▸ REQUEST
Rewrite these rows with every "endpoint" replaced by "service" and nothing else changed. Omit the pictures from your version.

(Detection examples)

===

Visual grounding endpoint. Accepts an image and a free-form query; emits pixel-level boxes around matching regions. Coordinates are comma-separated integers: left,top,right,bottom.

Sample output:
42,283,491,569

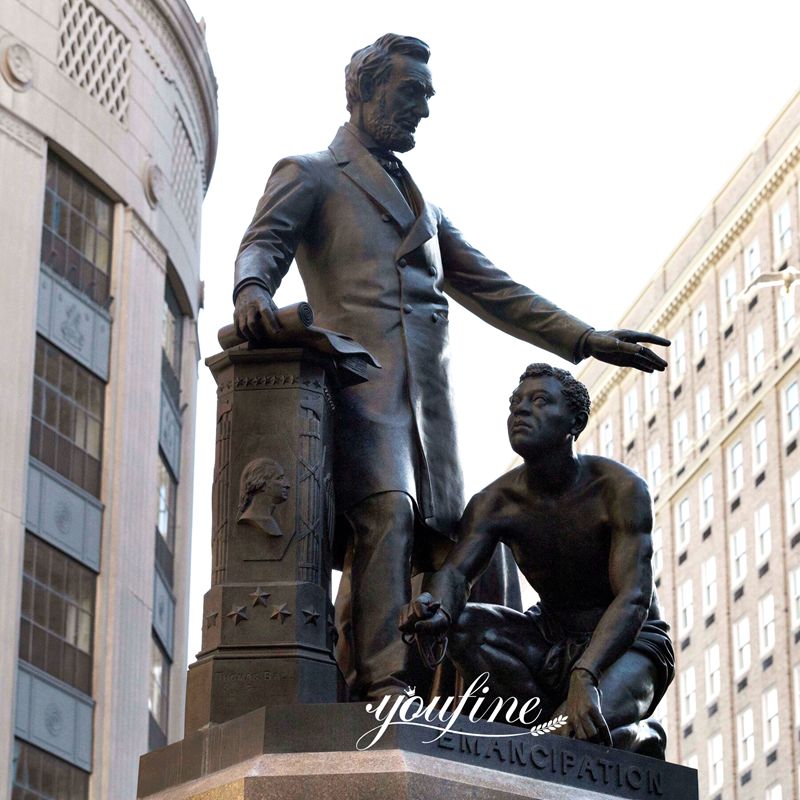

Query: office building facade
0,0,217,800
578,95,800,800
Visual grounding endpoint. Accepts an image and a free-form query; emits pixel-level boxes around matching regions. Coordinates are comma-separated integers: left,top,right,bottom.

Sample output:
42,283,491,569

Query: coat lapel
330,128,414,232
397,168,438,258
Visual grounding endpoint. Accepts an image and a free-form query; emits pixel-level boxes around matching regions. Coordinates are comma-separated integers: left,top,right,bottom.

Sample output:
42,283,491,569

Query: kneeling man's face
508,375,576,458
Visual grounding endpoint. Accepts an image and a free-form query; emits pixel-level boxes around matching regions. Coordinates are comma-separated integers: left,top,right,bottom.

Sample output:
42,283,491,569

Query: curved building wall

===

▸ OUTPUT FOR THIS EXERCISE
Visual grounding service. Accepts an image and a free-form query; emits pixel-level boxes around matching regions. Coordinates are comma-separated integers: left,top,right,bottom.

Sample output:
42,283,491,569


Query: office building facade
0,0,217,800
578,95,800,800
Visual grounding service. Accepts an image and a free-form query; emits pixel-level boxes around matching regions. Coordinates are comma-separated integers: left,top,right,bottom.

Sample output:
42,283,491,569

Query: coat lapel
330,128,414,232
397,168,438,258
Visual grounding service. Accepts an image and a free-form query; emits pixel-level boxes around matching regions. Coordinates are comma-separated integers: left,top,right,bottom.

Sample output:
42,283,491,569

Query: kneeling man's face
508,375,576,458
Visual grounding service. Accepts an image and a free-form query; emits pixel-level boxes around matching regions. Coordinates are comma-separated integers: left,top,right,bottom.

Sample output:
42,283,491,569

Query: curved building wall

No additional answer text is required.